→ **Set task**:
In the concert review, which piece opens the evening's program?

→ **Passage given**:
####
It seems to go without saying that a virtuosic concerto coupled with a dynamic conductor and two thoroughly Romantic symphonies will draw in the crowds with ease. This is why, with the new Scottish Chamber Orchestra season programme still fresh in our minds, a considerable Queen’s Hall audience await those opening chords with anticipation.

This evening’s opener is Louis Spohr’s second symphony, a work which doesn’t grace the concert hall with its presence all that often. Tonight’s performance is successful in, among other things, proving to us that lack of such repertoire as standard is a great shame. The piece itself brings to mind the works of many great composers, while also presenting the contrasts and deep harmonies of the very best Romantic music. From the beginning, the strings are fabulously unified , as well as a coherent whole, and the winds show outstanding balance consistently. British-born conductor Nicholas McGegan is animated and effortless; a joy to watch.

Following this, McGegan is joined on stage by another dynamic and engaging performer, SCO principle clarinet Max Martin. Weber’s second clarinet concerto is an ideal platform to showcase outstanding talent which Martin relishes without fail. It is surprisingly rare to see a performer who is as consistently engaging as Martin. A whole other connection with the music is apparent. His fantastic tone is present through all registers and all dynamics; his connection with the rest of the orchestra is effortless as the strings build up to solo entries and the wind colourfully interject throughout the melodic line.

The second half of the concert brings Mendelssohn’s first symphony. For a work written when the composer was just fifteen, it's beautifully reminiscent of Beethoven and perhaps could be answered by Beethoven's ninth symphony, written a year later. The symphony once again presents the talents of separate sections as string pizzicato is so amazingly united that one could mistake it for only two or three instruments. The wind once again give vibrant solo lines in parts and work remarkably well as a whole in other passages. McGegan’s energy never subsides, leaving an uplifted audience awaiting the rest of this promising season.
####
→ **Recorded information**:
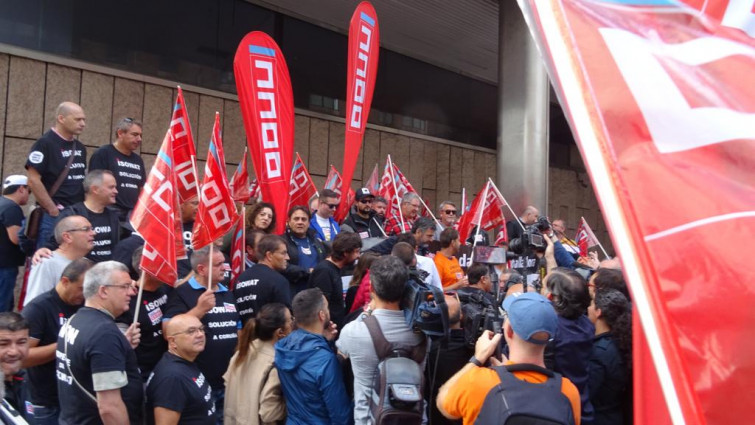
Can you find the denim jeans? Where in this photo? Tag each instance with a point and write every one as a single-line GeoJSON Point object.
####
→ **Completed exercise**:
Louis Spohr's second symphony opens the evening.